# WORK TO COMPLETE:
(a) In the forum thread on receding galaxies, what analogy is given to show how the universe expands?
(b) Continue the forum thread on receding galaxies from the point where it stops.

# PROVIDED TEXT:
━━━━━━━━━━━━━━━━
No, I don't think you're just allowed to do that, because actually the galaxies are not (only) moving away from us, but the universe expands ("space is being created in between"). A famous analogy is that of coins on a balloon: if you inflate the balloon, the distance between the coins increases, while they are not actually moving relative to each other (if you'd draw a grid on the balloon, the coordinates of the coins would not change). But to an observer on one of those coins, it would seem that the other ones were moving away from him (in all directions, making it seem he was himself at the center of the expansion). In fact, it is possible to have them receding faster than the speed of light, I believe, because there is not actual "motion" involved in the normal sense.

I know you are not suppose to use SR with when velocities are close to the speed of light.
I think you said that the wrong way 'round (or I just understood it that way). SR is exactly meant for the regime where v ~ c.

I am not sure if a velocity due to universal expansion is really a velocity, just like relitivistic mass is not really mass.
As I explained, AFAIK it's not. But not in the same what that "relativistic mass is not really mass".
 
A consequence of GR is that you cannot compare velocities at different spacetime points. The term "speed of recession" is not what it sounds like.
 
Well then GR is out and SR is Ok.
Another question.

In SR, can I calculate gravitational force from a distant mass by using its rest mass or its relativistic mass in Newton’s Gravitation equation?
I don’t think I am suppose to do this.

How can I calculate an acceleration or a force caused by a very distant mass?
Is it possible?
 
duordi said:
If I want to consider the velocity of distant receding galaxies which may be receding at velocities close to the speed of light can I use SR?
━━━━━━━━━━━━━━━━
# GIVEN INFORMATION:
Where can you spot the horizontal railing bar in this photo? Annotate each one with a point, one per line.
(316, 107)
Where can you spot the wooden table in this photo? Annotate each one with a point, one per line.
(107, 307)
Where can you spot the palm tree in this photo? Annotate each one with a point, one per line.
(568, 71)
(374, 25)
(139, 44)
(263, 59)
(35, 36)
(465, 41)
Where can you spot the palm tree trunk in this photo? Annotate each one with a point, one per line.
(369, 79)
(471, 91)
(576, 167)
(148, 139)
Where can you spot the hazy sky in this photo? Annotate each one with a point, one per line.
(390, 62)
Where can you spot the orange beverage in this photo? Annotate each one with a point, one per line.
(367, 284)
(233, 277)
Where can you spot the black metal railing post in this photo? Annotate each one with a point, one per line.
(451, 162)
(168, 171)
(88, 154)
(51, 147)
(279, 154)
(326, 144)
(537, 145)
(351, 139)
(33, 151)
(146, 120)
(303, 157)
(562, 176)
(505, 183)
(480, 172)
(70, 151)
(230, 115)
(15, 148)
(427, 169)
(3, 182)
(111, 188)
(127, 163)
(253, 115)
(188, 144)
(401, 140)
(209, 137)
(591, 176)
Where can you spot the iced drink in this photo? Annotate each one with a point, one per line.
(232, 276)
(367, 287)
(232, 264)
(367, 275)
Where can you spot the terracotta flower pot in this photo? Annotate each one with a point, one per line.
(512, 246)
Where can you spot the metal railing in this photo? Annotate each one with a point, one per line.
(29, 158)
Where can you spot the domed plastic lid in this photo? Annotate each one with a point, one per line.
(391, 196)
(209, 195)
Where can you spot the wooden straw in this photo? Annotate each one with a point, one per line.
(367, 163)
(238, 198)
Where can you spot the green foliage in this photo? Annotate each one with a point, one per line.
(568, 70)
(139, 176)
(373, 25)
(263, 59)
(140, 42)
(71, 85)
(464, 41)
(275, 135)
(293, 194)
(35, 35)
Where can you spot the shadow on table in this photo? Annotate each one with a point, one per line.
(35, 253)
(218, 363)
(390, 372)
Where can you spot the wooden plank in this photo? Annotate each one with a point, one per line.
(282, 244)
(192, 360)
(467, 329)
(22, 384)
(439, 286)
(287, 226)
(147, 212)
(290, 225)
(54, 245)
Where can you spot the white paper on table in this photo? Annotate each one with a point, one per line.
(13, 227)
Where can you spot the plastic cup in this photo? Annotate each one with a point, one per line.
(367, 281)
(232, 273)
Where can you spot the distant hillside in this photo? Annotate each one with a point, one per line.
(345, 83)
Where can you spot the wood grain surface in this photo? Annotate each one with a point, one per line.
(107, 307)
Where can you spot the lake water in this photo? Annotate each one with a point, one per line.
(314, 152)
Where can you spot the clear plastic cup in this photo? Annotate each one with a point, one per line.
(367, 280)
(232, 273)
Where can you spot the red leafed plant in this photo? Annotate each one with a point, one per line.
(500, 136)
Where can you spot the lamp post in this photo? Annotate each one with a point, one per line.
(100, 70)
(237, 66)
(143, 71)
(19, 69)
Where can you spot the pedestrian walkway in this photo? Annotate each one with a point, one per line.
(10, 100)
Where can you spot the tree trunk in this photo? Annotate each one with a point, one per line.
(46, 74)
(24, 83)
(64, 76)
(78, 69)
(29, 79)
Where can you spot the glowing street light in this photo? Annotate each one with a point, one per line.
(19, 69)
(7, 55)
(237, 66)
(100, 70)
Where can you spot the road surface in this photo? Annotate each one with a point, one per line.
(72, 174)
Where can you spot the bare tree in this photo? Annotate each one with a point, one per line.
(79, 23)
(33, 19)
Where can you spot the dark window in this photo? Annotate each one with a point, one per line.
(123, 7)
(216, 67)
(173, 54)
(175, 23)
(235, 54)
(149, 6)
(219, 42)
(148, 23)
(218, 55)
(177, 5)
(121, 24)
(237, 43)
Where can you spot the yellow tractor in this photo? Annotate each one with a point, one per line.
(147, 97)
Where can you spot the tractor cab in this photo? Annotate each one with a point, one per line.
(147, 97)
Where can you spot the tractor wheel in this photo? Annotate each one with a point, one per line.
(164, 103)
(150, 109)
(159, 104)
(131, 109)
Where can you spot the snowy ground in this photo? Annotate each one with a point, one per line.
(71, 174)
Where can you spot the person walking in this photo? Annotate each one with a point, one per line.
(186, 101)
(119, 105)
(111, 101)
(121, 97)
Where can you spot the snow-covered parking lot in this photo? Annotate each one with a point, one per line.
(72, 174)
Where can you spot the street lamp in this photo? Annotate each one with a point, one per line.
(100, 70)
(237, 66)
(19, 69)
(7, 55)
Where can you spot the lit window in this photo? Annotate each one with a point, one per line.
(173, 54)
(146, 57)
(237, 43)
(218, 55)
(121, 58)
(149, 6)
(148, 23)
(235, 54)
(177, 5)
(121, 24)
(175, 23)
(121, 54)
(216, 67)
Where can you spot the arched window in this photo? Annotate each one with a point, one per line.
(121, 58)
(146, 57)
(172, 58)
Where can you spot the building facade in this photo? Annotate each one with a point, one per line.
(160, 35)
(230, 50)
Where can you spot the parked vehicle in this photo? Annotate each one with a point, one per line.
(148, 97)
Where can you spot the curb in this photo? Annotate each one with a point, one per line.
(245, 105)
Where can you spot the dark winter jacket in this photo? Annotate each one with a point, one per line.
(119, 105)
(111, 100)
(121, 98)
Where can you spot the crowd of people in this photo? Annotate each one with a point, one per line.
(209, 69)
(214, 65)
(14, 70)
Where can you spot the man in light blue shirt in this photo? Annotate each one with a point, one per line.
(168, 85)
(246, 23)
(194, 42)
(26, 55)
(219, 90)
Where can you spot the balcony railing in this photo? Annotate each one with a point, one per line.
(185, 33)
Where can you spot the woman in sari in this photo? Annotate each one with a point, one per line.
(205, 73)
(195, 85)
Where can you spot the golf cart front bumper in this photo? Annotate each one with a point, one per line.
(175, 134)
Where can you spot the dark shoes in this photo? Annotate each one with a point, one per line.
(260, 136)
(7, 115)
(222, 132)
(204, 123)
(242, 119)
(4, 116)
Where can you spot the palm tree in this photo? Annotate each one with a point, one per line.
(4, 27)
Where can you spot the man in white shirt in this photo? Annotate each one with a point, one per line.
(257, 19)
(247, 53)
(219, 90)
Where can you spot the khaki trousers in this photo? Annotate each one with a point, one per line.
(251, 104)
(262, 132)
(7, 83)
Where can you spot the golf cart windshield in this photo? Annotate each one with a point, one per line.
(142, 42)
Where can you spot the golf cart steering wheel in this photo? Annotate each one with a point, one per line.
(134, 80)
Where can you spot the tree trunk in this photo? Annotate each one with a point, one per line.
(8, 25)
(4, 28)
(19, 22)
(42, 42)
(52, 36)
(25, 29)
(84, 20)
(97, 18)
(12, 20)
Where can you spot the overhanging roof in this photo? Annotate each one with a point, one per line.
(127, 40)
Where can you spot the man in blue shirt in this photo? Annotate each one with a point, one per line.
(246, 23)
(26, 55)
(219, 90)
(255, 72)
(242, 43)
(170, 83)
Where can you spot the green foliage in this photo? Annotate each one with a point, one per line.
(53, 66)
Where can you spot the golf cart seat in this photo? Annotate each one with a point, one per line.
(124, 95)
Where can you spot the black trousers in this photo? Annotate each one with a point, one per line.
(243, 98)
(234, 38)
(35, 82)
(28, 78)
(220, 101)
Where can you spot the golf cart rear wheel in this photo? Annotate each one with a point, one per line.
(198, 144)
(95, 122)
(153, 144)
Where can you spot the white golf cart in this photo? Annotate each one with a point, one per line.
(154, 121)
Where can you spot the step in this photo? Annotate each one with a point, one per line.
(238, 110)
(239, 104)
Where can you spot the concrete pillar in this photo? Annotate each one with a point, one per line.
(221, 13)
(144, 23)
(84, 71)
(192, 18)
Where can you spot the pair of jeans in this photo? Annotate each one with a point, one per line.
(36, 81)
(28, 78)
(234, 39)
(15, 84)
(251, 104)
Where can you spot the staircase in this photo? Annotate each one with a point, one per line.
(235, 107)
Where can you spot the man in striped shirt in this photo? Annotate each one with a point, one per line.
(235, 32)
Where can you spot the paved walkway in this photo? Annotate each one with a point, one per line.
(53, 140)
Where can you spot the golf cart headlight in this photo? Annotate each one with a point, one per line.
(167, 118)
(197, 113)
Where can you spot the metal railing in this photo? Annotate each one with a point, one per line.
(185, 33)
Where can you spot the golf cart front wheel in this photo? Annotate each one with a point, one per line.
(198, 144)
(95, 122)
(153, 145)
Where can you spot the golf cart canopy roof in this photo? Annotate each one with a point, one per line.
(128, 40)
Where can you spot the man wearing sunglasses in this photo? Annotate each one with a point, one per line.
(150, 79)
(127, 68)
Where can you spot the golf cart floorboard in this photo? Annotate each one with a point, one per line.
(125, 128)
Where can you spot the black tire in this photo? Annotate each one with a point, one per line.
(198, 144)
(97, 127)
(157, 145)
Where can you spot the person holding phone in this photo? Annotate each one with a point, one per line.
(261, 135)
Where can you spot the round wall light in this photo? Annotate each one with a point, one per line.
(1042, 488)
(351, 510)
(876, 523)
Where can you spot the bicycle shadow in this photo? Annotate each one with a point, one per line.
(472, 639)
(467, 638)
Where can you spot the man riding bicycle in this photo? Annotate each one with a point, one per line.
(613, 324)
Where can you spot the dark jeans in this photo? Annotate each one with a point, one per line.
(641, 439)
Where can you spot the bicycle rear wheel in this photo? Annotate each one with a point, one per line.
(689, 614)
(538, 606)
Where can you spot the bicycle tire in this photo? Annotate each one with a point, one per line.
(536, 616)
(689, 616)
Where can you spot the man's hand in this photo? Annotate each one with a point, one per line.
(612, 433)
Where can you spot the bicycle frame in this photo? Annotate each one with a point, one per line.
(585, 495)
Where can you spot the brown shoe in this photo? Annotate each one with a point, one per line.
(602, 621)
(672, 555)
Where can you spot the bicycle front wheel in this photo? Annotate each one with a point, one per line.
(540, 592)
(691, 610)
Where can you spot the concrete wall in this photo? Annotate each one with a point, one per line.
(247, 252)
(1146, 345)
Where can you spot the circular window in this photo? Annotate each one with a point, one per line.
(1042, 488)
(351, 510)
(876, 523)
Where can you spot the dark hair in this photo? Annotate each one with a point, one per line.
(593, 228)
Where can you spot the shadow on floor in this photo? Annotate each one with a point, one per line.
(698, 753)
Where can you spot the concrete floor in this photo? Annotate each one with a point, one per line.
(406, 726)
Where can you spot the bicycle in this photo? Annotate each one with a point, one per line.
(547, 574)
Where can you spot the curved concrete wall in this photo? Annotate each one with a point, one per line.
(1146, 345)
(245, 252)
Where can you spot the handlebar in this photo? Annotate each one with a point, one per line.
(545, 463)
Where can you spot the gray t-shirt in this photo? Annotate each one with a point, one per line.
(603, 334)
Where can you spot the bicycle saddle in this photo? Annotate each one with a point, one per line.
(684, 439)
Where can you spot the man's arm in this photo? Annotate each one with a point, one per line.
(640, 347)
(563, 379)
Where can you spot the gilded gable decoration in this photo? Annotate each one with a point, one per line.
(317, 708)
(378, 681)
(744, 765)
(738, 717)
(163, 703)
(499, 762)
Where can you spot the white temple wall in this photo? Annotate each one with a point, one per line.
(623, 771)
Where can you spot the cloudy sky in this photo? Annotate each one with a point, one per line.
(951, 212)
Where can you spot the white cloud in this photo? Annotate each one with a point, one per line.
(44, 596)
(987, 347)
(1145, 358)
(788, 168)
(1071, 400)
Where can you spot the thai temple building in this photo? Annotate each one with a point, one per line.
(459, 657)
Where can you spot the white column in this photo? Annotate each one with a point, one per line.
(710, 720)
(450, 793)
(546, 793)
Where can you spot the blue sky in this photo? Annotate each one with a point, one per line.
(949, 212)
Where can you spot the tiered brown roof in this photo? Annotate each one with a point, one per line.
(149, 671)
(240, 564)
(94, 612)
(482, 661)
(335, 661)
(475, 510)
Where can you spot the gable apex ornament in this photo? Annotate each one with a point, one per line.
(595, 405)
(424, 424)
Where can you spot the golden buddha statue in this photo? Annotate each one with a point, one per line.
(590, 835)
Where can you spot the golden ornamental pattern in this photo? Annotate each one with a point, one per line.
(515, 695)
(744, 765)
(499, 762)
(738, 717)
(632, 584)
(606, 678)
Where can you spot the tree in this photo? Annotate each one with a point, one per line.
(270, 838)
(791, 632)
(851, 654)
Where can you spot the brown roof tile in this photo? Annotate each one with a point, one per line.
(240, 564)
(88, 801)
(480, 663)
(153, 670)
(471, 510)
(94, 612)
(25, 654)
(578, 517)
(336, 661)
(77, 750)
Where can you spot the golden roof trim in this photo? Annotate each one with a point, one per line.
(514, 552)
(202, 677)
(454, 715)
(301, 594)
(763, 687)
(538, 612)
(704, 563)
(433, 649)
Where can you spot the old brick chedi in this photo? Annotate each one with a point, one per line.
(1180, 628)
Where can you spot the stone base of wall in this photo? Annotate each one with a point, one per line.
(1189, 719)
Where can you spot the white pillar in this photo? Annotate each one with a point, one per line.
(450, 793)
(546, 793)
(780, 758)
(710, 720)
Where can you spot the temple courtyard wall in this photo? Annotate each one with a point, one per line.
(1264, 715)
━━━━━━━━━━━━━━━━
# SOLVED PROBLEMS:
(a) Coins on a balloon: as the balloon is inflated, the distance between the coins grows even though they don't move relative to each other.

(b)
I think you must use GR because, IIRC, distant receding galaxies can be receding at velocities much greater than the speed of light. This is possible in GR, but not in SR.
 
I think the problem with using SR is that the spacetime has to be flat, and in the cosmology we observe it is not. In a flat spacetime, say where you only had a "Big Bang" of test particles with no appreciable gravity, you might be able to get away with SR and just note that your perceptions of distant regions are highly length contracted relative to what they perceive locally (a la the "Milne" model), so if you wanted to have a test-particle equivalent of a cosmological principle, you'd have to include that carefully. You would be using a coordinatization where the recession speeds are never superluminal. Note that whether they are faster than c in our own universe is also a coordinate dependent issue-- I believe this was genneth's point that the concept of velocity is not terribly meaningful at distantly separated points, it is just a choice of coordinates. But in our universe, if you choose comoving-frame coordinates where the local coordinate charts follow the gradual separating of the galaxy clusters, the recession rate is faster than c for the most distantly observed galaxies. Could you get that by using comoving frame coordinates in flat spacetime? Perhaps you could.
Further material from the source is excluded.